(Given request) Select each line below that contains the word "jacket" and copy those lines out in full.

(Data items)

<<<<

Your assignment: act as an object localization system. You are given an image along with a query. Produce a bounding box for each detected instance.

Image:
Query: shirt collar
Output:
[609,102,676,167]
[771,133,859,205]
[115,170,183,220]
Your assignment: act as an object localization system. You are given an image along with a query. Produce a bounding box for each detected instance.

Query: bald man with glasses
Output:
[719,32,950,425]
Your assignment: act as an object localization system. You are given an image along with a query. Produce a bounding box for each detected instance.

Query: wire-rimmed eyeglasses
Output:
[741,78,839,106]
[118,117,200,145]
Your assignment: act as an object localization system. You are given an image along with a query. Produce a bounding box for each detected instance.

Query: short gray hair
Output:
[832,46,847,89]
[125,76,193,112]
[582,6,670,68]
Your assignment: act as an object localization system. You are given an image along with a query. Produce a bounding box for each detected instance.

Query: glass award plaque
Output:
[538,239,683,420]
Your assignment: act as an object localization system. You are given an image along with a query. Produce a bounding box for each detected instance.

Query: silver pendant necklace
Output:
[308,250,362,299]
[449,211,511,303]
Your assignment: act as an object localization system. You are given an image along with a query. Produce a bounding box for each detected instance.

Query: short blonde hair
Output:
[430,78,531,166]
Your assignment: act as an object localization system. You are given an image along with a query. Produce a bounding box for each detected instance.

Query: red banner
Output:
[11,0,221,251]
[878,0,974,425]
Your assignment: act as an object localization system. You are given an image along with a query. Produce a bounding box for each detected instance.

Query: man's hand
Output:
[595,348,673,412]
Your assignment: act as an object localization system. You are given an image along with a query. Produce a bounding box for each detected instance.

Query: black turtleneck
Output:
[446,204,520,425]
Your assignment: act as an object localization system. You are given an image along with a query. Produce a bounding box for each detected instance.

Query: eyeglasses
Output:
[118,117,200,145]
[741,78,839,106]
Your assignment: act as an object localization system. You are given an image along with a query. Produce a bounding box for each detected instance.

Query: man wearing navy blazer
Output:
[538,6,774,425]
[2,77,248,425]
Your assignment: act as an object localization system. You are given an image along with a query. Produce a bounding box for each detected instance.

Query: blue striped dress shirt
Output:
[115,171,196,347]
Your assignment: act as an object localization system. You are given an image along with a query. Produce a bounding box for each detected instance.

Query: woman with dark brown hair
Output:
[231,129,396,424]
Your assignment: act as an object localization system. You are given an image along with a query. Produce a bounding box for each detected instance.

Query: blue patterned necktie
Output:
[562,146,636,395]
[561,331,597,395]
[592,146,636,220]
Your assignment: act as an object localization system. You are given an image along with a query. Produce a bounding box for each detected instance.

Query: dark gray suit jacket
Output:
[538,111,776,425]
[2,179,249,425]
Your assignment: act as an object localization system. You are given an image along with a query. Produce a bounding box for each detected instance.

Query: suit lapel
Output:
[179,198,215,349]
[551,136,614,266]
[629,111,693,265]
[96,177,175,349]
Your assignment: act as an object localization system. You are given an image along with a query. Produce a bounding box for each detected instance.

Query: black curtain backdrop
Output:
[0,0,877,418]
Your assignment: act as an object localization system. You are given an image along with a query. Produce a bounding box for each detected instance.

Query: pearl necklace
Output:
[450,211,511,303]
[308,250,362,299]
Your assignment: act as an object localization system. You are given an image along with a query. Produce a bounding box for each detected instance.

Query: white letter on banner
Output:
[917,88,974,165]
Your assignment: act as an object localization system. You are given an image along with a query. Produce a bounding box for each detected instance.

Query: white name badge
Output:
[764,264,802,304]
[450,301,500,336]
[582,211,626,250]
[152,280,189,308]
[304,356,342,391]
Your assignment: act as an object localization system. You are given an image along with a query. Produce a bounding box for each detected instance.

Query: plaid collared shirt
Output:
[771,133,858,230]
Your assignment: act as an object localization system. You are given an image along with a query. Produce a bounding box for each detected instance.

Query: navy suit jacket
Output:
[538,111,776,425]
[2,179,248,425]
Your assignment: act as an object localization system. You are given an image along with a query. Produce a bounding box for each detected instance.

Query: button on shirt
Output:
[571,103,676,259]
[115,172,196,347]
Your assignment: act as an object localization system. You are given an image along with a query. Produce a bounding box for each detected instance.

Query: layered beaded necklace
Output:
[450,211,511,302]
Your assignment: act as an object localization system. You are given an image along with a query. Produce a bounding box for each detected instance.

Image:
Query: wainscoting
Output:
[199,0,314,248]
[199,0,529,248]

>>>>
<<<<

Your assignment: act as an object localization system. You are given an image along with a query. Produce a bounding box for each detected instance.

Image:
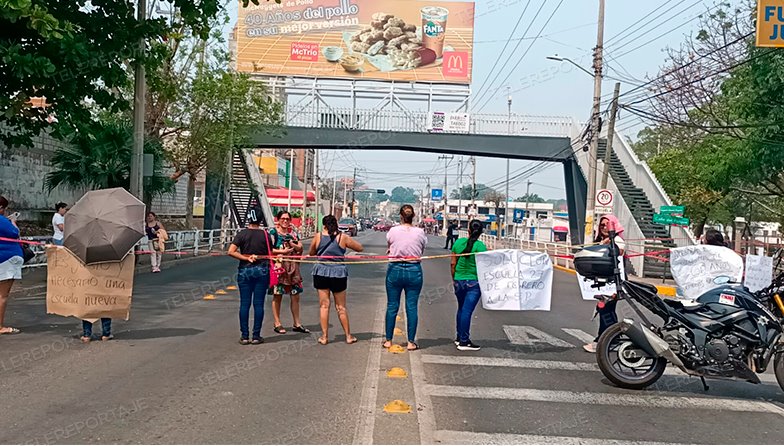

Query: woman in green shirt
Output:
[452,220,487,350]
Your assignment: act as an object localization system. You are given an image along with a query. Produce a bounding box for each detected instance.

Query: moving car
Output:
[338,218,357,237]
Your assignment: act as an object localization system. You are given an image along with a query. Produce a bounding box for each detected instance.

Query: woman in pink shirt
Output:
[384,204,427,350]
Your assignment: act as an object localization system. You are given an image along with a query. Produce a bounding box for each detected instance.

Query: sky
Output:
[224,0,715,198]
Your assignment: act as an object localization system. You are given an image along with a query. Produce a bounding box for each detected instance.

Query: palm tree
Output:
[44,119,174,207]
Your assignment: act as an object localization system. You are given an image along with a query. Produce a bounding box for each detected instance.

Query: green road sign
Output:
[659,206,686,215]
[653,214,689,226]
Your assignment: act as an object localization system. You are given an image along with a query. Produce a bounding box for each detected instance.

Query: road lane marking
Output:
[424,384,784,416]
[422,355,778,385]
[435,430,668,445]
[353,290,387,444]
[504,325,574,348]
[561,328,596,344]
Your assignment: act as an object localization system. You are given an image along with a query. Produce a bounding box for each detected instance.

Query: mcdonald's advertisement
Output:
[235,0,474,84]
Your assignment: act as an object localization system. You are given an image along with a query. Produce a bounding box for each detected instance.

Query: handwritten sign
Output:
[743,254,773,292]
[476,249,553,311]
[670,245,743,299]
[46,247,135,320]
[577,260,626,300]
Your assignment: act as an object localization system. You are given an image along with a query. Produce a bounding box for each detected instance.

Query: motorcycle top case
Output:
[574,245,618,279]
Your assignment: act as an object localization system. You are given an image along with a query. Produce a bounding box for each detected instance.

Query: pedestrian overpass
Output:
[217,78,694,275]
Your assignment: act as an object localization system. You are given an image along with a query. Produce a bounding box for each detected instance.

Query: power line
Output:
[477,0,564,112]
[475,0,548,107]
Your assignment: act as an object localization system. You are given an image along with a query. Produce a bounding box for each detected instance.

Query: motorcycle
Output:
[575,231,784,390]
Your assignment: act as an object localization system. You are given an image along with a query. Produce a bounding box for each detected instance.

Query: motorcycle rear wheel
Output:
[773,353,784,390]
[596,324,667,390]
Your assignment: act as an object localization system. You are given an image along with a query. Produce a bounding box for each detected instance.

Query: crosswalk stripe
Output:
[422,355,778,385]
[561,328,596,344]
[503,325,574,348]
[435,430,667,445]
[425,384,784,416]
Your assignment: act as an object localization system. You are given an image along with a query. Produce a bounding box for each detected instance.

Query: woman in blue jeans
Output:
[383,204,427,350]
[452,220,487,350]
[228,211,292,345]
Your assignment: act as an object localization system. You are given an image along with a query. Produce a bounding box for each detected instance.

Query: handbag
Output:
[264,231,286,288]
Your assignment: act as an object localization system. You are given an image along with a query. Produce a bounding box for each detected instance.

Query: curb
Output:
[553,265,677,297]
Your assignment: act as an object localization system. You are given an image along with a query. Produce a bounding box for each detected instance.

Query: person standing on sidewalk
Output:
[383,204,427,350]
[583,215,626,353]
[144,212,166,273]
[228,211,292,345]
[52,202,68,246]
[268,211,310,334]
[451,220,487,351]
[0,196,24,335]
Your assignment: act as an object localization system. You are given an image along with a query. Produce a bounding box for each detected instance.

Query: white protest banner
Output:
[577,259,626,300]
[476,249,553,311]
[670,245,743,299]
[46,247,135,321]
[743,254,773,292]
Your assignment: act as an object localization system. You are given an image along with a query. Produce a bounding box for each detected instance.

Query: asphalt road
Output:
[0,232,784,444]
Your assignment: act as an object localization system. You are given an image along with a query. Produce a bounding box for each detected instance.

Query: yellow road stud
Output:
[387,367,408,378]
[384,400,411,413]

>>>>

(Final result)
Query: dark gray suit jacket
Query: navy suit jacket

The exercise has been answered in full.